To be done:
Return every line of the items below that contains the word "each", reproducing those lines without alteration.

Dataset records:
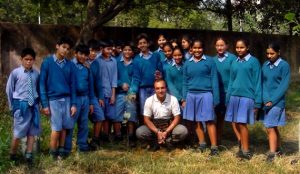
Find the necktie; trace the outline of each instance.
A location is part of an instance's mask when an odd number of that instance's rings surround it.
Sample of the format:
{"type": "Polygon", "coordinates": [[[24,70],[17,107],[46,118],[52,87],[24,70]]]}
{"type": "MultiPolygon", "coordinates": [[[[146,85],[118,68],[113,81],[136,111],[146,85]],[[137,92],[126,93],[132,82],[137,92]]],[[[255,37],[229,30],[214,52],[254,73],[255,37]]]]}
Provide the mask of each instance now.
{"type": "Polygon", "coordinates": [[[34,104],[32,76],[31,76],[30,71],[28,71],[27,74],[28,74],[28,81],[27,81],[27,88],[28,88],[28,105],[29,105],[29,106],[32,106],[32,105],[34,104]]]}

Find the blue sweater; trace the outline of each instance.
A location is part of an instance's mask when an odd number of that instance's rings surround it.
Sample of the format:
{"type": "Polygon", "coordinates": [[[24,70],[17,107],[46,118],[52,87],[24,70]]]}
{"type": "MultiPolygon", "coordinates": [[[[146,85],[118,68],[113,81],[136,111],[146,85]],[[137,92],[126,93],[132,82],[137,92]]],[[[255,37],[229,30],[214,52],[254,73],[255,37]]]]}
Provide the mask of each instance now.
{"type": "Polygon", "coordinates": [[[103,100],[104,94],[101,83],[101,71],[99,61],[93,61],[93,63],[90,66],[90,70],[94,82],[94,95],[98,100],[103,100]]]}
{"type": "Polygon", "coordinates": [[[183,84],[183,65],[176,67],[176,64],[170,65],[166,69],[166,82],[170,94],[174,95],[178,101],[182,100],[182,84],[183,84]]]}
{"type": "Polygon", "coordinates": [[[40,97],[42,107],[49,107],[49,100],[71,97],[71,105],[76,105],[75,66],[66,59],[63,68],[54,61],[53,55],[44,59],[40,73],[40,97]]]}
{"type": "Polygon", "coordinates": [[[220,102],[216,64],[207,55],[203,55],[202,60],[197,63],[193,59],[194,57],[183,65],[183,99],[186,99],[187,92],[211,92],[216,106],[220,102]]]}
{"type": "Polygon", "coordinates": [[[76,59],[73,59],[75,64],[75,79],[76,79],[76,95],[77,96],[89,96],[90,105],[94,98],[94,84],[93,76],[90,68],[78,63],[76,59]]]}
{"type": "MultiPolygon", "coordinates": [[[[251,98],[255,101],[255,108],[261,107],[261,67],[257,58],[248,54],[248,60],[232,62],[226,100],[230,96],[251,98]]],[[[246,58],[245,57],[245,58],[246,58]]]]}
{"type": "Polygon", "coordinates": [[[262,66],[263,103],[272,102],[272,107],[284,108],[289,82],[290,66],[286,61],[281,59],[273,68],[270,68],[269,61],[265,62],[262,66]]]}
{"type": "Polygon", "coordinates": [[[237,59],[237,57],[234,54],[226,52],[224,58],[225,59],[223,61],[219,61],[220,59],[218,55],[214,57],[214,61],[216,63],[217,72],[218,72],[220,103],[223,104],[225,104],[225,97],[226,97],[226,92],[229,84],[231,64],[233,61],[237,59]]]}
{"type": "Polygon", "coordinates": [[[136,55],[133,59],[133,76],[129,93],[136,94],[140,87],[153,87],[156,70],[163,72],[158,53],[154,52],[149,59],[136,55]]]}
{"type": "Polygon", "coordinates": [[[118,66],[118,88],[117,93],[127,93],[122,89],[122,85],[127,83],[130,87],[133,75],[133,64],[132,62],[128,65],[124,64],[124,61],[121,58],[117,59],[118,66]]]}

Result for this exercise:
Find the necktie; trace the outline of each instance.
Provide the mask of each instance now.
Find the blue sweater; trace the outline of each instance.
Provide the mask of each instance now.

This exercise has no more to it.